--- START ---

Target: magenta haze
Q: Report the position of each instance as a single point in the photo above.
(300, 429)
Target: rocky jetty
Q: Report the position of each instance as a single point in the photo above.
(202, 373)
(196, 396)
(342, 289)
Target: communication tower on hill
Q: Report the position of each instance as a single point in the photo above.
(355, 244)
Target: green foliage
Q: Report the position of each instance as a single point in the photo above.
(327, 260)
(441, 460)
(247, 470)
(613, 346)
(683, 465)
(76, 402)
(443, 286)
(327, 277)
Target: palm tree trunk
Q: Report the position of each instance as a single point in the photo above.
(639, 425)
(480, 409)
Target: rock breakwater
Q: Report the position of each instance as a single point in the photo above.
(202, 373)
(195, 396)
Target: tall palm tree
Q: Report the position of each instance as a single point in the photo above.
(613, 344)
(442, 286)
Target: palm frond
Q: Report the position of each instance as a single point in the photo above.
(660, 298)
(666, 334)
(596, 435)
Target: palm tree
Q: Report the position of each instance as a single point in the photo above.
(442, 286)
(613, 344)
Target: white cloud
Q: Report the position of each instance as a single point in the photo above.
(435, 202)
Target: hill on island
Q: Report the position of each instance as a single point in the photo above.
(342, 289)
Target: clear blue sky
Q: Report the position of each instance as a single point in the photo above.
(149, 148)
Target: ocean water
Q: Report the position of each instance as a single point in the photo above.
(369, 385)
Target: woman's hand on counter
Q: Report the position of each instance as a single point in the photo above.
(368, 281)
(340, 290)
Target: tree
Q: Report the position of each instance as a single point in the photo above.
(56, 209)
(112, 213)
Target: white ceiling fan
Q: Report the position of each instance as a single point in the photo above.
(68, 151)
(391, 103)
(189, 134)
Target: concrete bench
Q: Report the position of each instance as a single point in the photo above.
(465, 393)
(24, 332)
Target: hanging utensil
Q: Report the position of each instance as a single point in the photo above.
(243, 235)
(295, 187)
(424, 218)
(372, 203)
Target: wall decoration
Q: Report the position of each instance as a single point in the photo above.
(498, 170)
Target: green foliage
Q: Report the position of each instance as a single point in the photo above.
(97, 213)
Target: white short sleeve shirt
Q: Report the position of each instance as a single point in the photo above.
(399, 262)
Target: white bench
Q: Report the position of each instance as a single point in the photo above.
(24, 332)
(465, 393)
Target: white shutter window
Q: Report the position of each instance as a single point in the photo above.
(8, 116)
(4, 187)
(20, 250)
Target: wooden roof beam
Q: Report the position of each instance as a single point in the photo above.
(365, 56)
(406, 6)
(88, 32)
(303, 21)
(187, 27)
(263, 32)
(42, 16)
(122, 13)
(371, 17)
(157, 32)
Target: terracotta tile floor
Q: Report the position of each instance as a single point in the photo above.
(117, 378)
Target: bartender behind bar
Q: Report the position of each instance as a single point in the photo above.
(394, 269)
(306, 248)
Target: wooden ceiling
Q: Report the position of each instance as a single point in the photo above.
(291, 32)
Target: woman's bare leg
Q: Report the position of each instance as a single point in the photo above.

--- END ---

GIVEN TASK ->
Give the entries once more, exactly as they appear.

RESULT ->
Target: magenta haze
Q: Report the position of each instance as a single point in the photo above.
(300, 429)
Target: rocky jetty
Q: Report the position of each instance as a single point in the photo above.
(202, 373)
(196, 396)
(342, 289)
Target: communication tower on hill
Q: Report the position of each instance as a single point in the photo above.
(355, 244)
Target: green foliage
Q: Report the position of each instance as a single point in the photo above.
(327, 260)
(441, 460)
(247, 470)
(613, 346)
(683, 465)
(76, 402)
(443, 286)
(327, 277)
Target: palm tree trunk
Q: Report the position of each instance as a single point in the photo above.
(639, 425)
(480, 409)
Target: rock breakwater
Q: Report the position of each instance as a single point in the photo above.
(202, 373)
(195, 396)
Target: tall palm tree
Q: Report the position of each instance as a single point in the photo above.
(613, 344)
(442, 286)
Target: palm frond
Q: Report the position of each instance as a single point in the photo above.
(660, 298)
(666, 334)
(596, 435)
Target: palm tree
Q: Report the position of each instance as a single point in the photo above.
(442, 286)
(613, 344)
Target: white cloud
Q: Report the position of each instance as a single point in the photo above.
(435, 202)
Target: hill on island
Q: Report the position of each instance as a single point in the photo above.
(342, 289)
Target: clear blue sky
Q: Report the position of each instance as a single point in the photo above.
(149, 148)
Target: ocean water
Q: Report the position of each instance as a single point in the photo above.
(369, 385)
Target: woman's hand on counter
Q: Report the position of each instance as a single point in the photo above.
(368, 281)
(340, 290)
Target: tree
Q: Report the position of each instance as a single point in the photo above.
(56, 209)
(112, 213)
Target: white ceiling fan
Q: Report the position of each instance as a single point in the photo above.
(68, 151)
(391, 103)
(189, 134)
Target: concrete bench
Q: Report the position of each instance as a single point in the photo above.
(465, 393)
(24, 332)
Target: hanging utensil
Q: Report the position of each instance as a single point in the photo above.
(243, 235)
(295, 187)
(424, 218)
(372, 203)
Target: wall decoration
Q: Report the position of each instance as a single point in the photo above.
(498, 170)
Target: green foliage
Q: Report the position of each instance as a single point in the photo above.
(97, 213)
Target: white short sleeve shirt
Q: Report the position of each instance as a single point in the photo above.
(399, 262)
Target: white bench
Q: Report the position of each instance as a single point in the photo above.
(24, 332)
(465, 393)
Target: white shutter window
Q: Report the position of each instance as a single point in the photo above.
(8, 116)
(4, 187)
(20, 250)
Target: wooden roof beam
Q: Report the position of each instance as a single point in the photo above.
(365, 56)
(406, 6)
(88, 32)
(303, 21)
(187, 27)
(263, 32)
(42, 16)
(122, 13)
(371, 17)
(157, 32)
Target: terracotta tile floor
Q: Report the position of each instance as a single point in the photo above.
(117, 378)
Target: bartender behind bar
Q: Report the position of each instance as a single point in the photo above.
(394, 269)
(306, 248)
Target: wooden ceiling
Q: Report the position of each instance as a single point in the photo above.
(291, 32)
Target: woman's bare leg
Q: Report the position of each instance as a single point in the photo above.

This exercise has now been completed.